— Written exercise —
Scale the entries that follow: write every line again, requests included, with each coordinate in the answers multiplied by 2.6 and rounded to a whole number, halves rounding up.

— Records shown —

>> start

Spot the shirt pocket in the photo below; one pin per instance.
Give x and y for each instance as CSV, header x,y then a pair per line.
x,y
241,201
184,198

>> end

— Exercise solution —
Spot the shirt pocket in the photo below; one pin per instance.
Give x and y for each instance as CSV, header x,y then a pair per line.
x,y
627,523
478,515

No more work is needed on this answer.